What you should do:
Go through the data and report how many lines include the word "wall", giving only the number.

Supplied records:
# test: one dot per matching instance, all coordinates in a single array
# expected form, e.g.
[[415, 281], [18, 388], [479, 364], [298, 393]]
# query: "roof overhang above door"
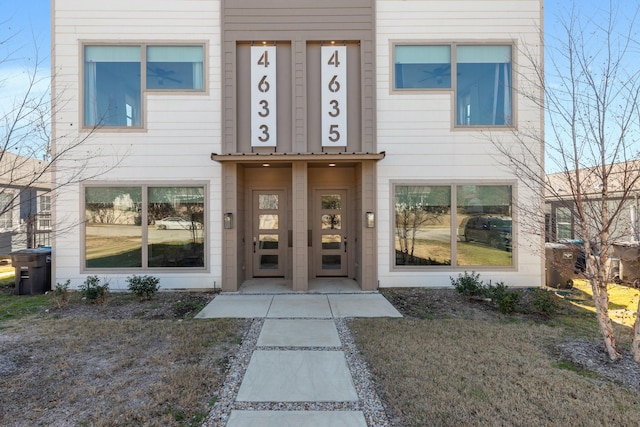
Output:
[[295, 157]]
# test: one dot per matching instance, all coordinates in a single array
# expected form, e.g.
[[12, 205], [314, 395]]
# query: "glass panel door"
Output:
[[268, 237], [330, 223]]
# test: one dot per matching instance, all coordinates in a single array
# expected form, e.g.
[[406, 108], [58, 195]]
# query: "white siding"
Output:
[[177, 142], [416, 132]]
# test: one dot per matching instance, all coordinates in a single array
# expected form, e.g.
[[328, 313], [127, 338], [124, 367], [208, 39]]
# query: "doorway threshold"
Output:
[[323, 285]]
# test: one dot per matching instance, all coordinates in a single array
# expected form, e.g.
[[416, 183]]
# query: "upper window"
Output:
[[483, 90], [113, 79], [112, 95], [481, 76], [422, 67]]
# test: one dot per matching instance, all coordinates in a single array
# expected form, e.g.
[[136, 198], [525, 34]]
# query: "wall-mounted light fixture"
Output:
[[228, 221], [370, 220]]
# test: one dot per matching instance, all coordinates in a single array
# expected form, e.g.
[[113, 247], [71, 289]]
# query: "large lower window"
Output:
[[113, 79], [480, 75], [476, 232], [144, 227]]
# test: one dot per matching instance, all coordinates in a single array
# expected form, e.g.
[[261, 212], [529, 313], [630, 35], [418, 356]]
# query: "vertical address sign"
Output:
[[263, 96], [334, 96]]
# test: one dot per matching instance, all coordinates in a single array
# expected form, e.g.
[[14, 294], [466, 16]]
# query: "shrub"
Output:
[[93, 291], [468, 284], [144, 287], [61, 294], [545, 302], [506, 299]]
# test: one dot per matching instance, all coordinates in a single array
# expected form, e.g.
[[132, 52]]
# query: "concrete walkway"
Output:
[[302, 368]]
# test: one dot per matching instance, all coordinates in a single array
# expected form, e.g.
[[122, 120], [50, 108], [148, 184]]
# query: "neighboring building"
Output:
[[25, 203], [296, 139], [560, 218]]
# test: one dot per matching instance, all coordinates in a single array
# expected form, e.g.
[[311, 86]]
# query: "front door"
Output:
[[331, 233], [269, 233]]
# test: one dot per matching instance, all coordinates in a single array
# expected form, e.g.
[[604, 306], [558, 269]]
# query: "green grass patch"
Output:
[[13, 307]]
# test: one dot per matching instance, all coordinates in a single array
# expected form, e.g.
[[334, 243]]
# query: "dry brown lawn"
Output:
--
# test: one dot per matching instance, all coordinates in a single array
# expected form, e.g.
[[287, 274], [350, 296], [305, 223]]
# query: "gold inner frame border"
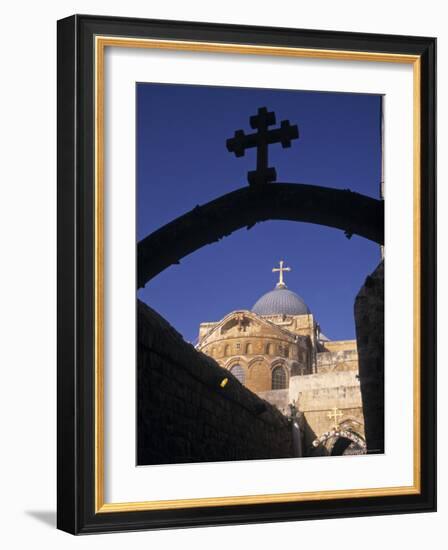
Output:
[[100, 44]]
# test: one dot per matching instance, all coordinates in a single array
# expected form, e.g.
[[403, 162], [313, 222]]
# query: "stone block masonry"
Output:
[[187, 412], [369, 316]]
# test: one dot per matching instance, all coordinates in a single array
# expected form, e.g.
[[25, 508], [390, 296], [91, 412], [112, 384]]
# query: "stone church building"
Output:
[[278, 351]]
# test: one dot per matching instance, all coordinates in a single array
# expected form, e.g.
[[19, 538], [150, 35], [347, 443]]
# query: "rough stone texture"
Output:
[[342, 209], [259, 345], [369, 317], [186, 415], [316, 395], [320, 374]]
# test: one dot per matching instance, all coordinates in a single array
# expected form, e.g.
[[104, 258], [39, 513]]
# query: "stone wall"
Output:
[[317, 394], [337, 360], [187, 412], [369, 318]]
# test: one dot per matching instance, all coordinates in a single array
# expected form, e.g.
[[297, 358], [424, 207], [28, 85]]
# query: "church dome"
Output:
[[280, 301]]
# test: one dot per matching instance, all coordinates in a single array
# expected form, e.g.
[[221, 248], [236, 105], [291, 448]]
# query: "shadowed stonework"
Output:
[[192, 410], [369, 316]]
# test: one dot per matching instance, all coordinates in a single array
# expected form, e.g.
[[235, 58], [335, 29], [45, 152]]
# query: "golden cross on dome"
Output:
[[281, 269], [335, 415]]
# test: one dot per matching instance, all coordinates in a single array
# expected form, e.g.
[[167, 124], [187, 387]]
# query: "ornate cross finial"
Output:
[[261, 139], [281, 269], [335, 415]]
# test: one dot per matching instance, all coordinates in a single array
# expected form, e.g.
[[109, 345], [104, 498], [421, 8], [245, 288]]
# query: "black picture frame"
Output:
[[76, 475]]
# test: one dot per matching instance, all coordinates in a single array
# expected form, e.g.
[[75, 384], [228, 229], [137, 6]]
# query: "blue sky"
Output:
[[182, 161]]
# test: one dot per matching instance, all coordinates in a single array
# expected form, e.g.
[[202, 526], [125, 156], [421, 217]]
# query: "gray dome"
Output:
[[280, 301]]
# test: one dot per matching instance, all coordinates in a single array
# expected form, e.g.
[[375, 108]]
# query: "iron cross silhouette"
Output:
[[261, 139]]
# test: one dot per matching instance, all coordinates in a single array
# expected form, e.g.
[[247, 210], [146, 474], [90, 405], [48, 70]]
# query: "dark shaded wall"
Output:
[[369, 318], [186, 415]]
--
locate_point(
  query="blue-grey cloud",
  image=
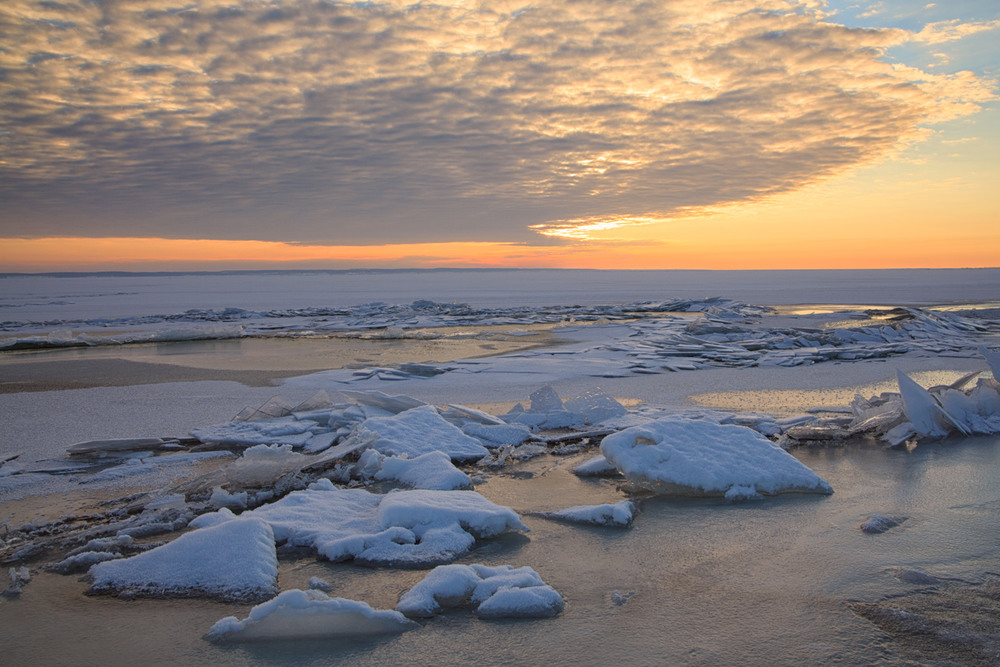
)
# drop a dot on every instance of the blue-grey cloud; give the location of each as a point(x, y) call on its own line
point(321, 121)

Answer for the task:
3